**Исходный текст:**
Встреча у Николая Сергеевича. Рахманинов за фортепиано, исполняет «Алеко». Чайковский слушает. Опера ему нравится. И он несказанно рад за младшего собрата:
— Вы родились под счастливой звездой! Гутхейль не только предлагает гонорар, но даже спрашивает об условиях. Не ставьте ему никаких условий. Предоставьте ему право назначить цену самому. Вы избежите возможных неприятностей и будете вольны распоряжаться собой по собственному усмотрению.
Карл Александрович хотел издать оперу, две пьесы для виолончели и фортепиано и шесть романсов. Ответом озадачился: сумму назовите сами! Не то какая-то хитрость, не то далекоидущий расчёт. Но сумму назвал: «Пятьсот рублей».
Рахманинов припомнит: услышав цену — «чуть не свалился со стула». Уроками в месяц зарабатывал по 15 рублей.
Со временем их деловые отношения будут только крепнуть. Щедрый Карл Александрович станет и подлинным ценителем Рахманинова. А композитор сохранит верность своему издателю. Их дружбу скрепит и курьёзный случай. Однажды Сергей Васильевич явится к ученице расстроенный: Гутхейль давал званый обед, предложил выпить на брудершафт.
— И как я буду его называть? — сокрушался Рахманинов. — Говорить «ты» и «Карлуша»?
И лишь совместив «ты» и «Карл Александрович» — успокоился.
«Под счастливой звездой!»… — Так началась самостоятельная жизнь. Но можно ли жить сочинительством? Гонорары таяли быстро. Музыку он рождал не по заказу. И каждое сочинение любил отделывать, отделывать, отделывать.
* * *
Лето свободный художник Рахманинов провёл в Костромской губернии, в семье одного из учеников.

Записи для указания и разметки

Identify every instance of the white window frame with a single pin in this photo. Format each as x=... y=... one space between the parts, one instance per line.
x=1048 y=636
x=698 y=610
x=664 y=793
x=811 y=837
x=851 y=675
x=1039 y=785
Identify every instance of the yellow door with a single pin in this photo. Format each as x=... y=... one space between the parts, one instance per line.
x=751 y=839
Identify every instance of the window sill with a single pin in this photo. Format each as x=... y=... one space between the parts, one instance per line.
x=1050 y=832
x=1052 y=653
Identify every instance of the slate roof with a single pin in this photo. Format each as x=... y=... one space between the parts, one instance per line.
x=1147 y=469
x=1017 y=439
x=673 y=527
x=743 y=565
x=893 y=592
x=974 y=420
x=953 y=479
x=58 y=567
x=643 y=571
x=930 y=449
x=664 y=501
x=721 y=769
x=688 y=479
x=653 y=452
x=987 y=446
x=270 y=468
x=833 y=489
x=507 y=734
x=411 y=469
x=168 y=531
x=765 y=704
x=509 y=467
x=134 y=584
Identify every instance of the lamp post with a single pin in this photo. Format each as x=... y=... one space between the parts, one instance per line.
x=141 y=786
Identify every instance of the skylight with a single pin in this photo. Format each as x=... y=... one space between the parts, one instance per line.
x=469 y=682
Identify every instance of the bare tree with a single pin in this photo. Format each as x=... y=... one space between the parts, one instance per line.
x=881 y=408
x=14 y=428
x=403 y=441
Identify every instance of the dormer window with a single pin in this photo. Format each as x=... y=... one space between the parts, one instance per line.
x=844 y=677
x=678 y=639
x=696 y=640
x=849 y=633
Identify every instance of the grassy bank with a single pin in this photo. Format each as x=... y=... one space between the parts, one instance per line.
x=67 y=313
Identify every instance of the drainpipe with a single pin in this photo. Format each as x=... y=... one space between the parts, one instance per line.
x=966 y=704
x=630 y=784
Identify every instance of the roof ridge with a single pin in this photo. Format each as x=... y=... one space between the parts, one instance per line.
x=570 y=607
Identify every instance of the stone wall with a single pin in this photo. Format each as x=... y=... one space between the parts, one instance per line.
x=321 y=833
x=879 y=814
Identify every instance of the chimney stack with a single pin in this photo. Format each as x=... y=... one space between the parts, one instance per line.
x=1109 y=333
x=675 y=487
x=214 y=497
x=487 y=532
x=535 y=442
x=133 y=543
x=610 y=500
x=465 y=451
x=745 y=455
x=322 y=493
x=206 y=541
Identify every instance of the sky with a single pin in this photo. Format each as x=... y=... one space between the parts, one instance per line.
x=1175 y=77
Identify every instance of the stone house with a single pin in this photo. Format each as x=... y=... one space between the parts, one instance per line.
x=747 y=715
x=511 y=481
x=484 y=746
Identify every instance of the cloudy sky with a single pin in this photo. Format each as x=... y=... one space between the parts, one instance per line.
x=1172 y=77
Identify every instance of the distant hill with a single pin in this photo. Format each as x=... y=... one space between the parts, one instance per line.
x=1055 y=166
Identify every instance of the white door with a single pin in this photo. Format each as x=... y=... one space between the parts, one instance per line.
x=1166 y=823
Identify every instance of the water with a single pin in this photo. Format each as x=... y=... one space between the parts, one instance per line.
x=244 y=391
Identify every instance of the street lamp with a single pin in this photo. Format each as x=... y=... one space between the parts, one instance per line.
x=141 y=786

**Задания:**
- A) Объясните, почему в тексте о Рахманинове Чайковский советует не ставить Гутхейлю никаких условий. Ответ дайте в одном–трех предложениях.
- B) Выведите без изменений отрывок из текста о Рахманинове: начните со слов «Рахманинов припомнит: услышав» и остановитесь после слов «отделывать, отделывать, отделывать.».

**Ответы к заданиям:**
- A) Так Рахманинов избежит возможных неприятностей. Кроме того, он сможет распоряжаться собой по собственному усмотрению.

- B)
Рахманинов припомнит: услышав цену — «чуть не свалился со стула». Уроками в месяц зарабатывал по 15 рублей.
Со временем их деловые отношения будут только крепнуть. Щедрый Карл Александрович станет и подлинным ценителем Рахманинова. А композитор сохранит верность своему издателю. Их дружбу скрепит и курьёзный случай. Однажды Сергей Васильевич явится к ученице расстроенный: Гутхейль давал званый обед, предложил выпить на брудершафт.
— И как я буду его называть? — сокрушался Рахманинов. — Говорить «ты» и «Карлуша»?
И лишь совместив «ты» и «Карл Александрович» — успокоился.
«Под счастливой звездой!»… — Так началась самостоятельная жизнь. Но можно ли жить сочинительством? Гонорары таяли быстро. Музыку он рождал не по заказу. И каждое сочинение любил отделывать, отделывать, отделывать.